TEXTE FOURNI:
====================
Les données de ruminants proviennent d’enquêtes et prélèvements réalisés d’avril à juin 2014, dans 5 districts appartenant à des écosystèmes différents de Madagascar :

  • Antsohihy (écosystème sub-humide du moyen ouest);
  • Tsiroanomandidy (écosystème humide des hauts-plateaux);
  • Morombe (écosystème semi-aride du sud-ouest);
  • Tuléar (écosystème semi-aride du sud-ouest) ;
  • Farafangana (écosystème humide du sud-est).

Afin de déterminer si la transmission du VFVR se faisait toujours chez les ruminants depuis les épizooties de 2009 (et donc s’il existait une circulation enzootique), nous avons ciblé les animaux nés après 2009. Ainsi, dans chacun des sites nous avons échantillonné 30 animaux des classes d’âge de [0-1an]; ]1-2ans]; ]2-3ans]; ]3-4ans]; ]4- 5 ans]. Nous avons également échantillonné 100 animaux de la classe d’âge de plus de 5 ans.

Résultats et discussion

Nos travaux, montrent qu’à Madagascar la FVR circule de façon endémique de manière plus ou moins stable en fonction des régions : le virus persiste dans certaines régions alors qu’il se manifeste par des circulations récurrentes voire épizootiques dans d’autres régions. La détermination du type de circulation est indispensable pour la mise en place des mesures de lutte, de prévention et de surveillance qui ne seront pas les mêmes en fonction des situations épidémiologiques.
====================
DONNÉES ENREGISTRÉES:
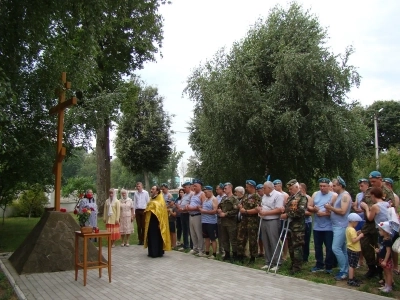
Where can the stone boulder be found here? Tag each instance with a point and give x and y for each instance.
(50, 246)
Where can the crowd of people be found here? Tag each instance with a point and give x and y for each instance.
(206, 220)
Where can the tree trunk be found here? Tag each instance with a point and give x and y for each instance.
(146, 181)
(103, 165)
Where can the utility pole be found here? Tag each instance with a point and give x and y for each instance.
(376, 138)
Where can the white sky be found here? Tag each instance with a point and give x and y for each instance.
(195, 29)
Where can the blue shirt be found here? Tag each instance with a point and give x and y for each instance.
(339, 220)
(322, 223)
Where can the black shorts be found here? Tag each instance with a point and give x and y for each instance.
(172, 226)
(209, 231)
(353, 258)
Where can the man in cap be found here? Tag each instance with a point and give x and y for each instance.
(369, 229)
(227, 210)
(196, 232)
(389, 184)
(340, 209)
(185, 221)
(209, 221)
(260, 192)
(363, 185)
(248, 227)
(270, 212)
(278, 187)
(295, 210)
(220, 194)
(166, 194)
(322, 229)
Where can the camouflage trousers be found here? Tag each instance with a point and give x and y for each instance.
(370, 238)
(229, 237)
(248, 230)
(295, 243)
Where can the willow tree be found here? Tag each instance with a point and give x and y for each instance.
(144, 137)
(276, 104)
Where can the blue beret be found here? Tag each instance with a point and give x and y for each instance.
(362, 180)
(324, 180)
(341, 181)
(388, 180)
(251, 182)
(198, 181)
(291, 182)
(375, 174)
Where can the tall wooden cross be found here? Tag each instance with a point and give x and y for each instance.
(60, 154)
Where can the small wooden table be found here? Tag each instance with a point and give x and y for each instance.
(99, 264)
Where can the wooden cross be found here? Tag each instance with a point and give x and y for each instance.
(60, 154)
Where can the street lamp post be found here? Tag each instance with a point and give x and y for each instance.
(376, 138)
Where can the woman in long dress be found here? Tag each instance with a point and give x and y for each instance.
(111, 216)
(89, 202)
(126, 219)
====================
LISTE DES TÂCHES:
(1) Les affirmations suivantes concordent-elles avec le texte sur les ruminants de Madagascar ? Répondez par oui ou par non pour chacune, en citant les mots du texte qui tranchent : (a) les enquêtes et prélèvements ont été réalisés d’avril à juin 2014 ; (b) Tsiroanomandidy appartient à un écosystème semi-aride ; (c) les animaux ciblés sont ceux nés avant 2009.
(2) Rédigez la suite du texte sur la circulation de la FVR chez les ruminants de Madagascar, à partir de sa dernière phrase.

RÉPONSES DE L'EXERCICE:
(1)
(a) Oui : « réalisés d’avril à juin 2014 »
(b) Non : « Tsiroanomandidy (écosystème humide des hauts-plateaux) »
(c) Non : « nous avons ciblé les animaux nés après 2009 »

(2)
L’hétérogénéité des paysages de Madagascar contribuent à des dynamiques de transmission de la FVR qui diffèrent d’une région à l’autre. La région Nord-Ouest est soumise à une alternance d’une transmission récurrente et d’une transmission enzootique continue. Les hauts plateaux du centre de l’île auraient une dynamique de transmission synchrone avec la dynamique de transmission du Nord-Ouest. Cette synchronicité de circulation pourrait s’expliquer par l’activité humaine et en particulier le commerce et mouvements des animaux. Dans l’Est de l’île, la séroprévalence est hétérogène et est liée à la densité des bovins. La dynamique de transmission est épidémique avec un risque de propagation du virus à partir de cette région qui est faible. Enfin, la région Sud-Ouest de l’ile présente un profil de transmission épidémique avec un risque faible de transmission. Pour résumer, les environnements à risque sont une forte densité de bovins, un environnement humide et un climat avec des températures élevées et des pluies importantes toute l’année.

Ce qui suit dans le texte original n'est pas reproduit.